-- start DATA SUPPLIED --

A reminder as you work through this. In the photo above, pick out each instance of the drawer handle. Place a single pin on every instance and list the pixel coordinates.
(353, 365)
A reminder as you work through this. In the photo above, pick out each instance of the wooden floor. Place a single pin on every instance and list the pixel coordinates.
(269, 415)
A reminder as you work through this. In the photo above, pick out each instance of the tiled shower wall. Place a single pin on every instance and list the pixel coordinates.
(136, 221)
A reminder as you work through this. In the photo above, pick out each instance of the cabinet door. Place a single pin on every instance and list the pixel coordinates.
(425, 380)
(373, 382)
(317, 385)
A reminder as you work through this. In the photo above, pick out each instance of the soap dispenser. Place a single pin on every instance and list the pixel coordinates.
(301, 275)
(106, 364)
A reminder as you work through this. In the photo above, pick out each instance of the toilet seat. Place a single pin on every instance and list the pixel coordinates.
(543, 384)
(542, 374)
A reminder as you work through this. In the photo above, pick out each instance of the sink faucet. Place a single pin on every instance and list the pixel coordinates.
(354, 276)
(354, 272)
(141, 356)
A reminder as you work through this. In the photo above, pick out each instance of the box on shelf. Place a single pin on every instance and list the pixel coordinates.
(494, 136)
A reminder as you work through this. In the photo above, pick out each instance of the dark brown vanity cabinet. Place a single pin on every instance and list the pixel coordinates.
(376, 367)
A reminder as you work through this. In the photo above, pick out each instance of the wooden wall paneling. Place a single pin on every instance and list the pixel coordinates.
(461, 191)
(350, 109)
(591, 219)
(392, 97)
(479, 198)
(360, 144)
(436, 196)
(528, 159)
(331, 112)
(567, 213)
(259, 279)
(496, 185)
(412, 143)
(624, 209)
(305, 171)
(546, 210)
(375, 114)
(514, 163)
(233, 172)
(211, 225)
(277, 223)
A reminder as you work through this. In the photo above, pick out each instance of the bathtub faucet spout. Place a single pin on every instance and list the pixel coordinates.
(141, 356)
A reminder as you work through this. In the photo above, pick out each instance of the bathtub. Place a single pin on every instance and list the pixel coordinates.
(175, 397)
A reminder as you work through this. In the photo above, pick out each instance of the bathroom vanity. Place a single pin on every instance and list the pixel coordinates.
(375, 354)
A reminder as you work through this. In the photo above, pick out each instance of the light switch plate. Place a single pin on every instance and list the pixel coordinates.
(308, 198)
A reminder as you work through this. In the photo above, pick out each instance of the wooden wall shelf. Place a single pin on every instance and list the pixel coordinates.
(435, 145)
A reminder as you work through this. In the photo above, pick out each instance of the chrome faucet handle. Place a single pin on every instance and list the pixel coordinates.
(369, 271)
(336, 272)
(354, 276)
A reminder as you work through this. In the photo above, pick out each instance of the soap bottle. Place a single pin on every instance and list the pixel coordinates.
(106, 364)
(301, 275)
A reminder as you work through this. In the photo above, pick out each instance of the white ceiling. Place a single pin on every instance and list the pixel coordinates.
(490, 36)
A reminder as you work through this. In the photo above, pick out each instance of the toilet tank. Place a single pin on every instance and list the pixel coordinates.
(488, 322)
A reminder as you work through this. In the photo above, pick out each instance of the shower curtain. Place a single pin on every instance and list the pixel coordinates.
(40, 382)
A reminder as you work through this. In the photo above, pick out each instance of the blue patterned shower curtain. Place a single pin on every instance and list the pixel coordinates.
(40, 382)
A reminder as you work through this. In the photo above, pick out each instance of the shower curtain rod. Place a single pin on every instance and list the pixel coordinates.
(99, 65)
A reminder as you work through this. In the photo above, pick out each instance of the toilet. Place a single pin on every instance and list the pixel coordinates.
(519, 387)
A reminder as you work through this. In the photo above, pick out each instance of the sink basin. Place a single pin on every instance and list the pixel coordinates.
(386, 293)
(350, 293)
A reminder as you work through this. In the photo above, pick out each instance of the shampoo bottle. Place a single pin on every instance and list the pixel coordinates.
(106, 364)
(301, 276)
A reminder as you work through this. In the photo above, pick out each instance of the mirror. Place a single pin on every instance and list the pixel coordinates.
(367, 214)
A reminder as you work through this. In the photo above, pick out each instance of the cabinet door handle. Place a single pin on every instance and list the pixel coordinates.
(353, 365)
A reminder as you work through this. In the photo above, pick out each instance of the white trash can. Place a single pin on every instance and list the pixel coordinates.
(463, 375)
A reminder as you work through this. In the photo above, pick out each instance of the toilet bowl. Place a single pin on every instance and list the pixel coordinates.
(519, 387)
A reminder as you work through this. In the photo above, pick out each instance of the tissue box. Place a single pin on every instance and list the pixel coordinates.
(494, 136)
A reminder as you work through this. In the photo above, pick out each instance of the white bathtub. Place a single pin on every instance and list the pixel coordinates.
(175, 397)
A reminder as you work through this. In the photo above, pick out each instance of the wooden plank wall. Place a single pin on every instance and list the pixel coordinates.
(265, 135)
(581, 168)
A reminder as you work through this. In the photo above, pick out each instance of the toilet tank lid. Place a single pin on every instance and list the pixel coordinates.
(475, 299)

-- end DATA SUPPLIED --

From the line holding "of the tissue" through the last line above, reproduce each line exactly and add nothing.

A reminder as you work through this. In the photo above, pick out each instance of the tissue box. Place a single pin on every instance and list the pixel coordinates.
(494, 136)
A reminder as you work through this. In the photo above, pick out each instance of the white bathtub. Place a single pin on every instance and list the pixel coordinates.
(175, 397)
A reminder as you work through this. In the photo above, pick out each instance of the wooden plank wall. Place a single pin on every instance and list the pixel coordinates.
(265, 135)
(581, 168)
A reminder as you work through this. In the photo above, pick out each instance of the toilet tank lid. Place a single pin on every instance and list the pixel coordinates.
(475, 299)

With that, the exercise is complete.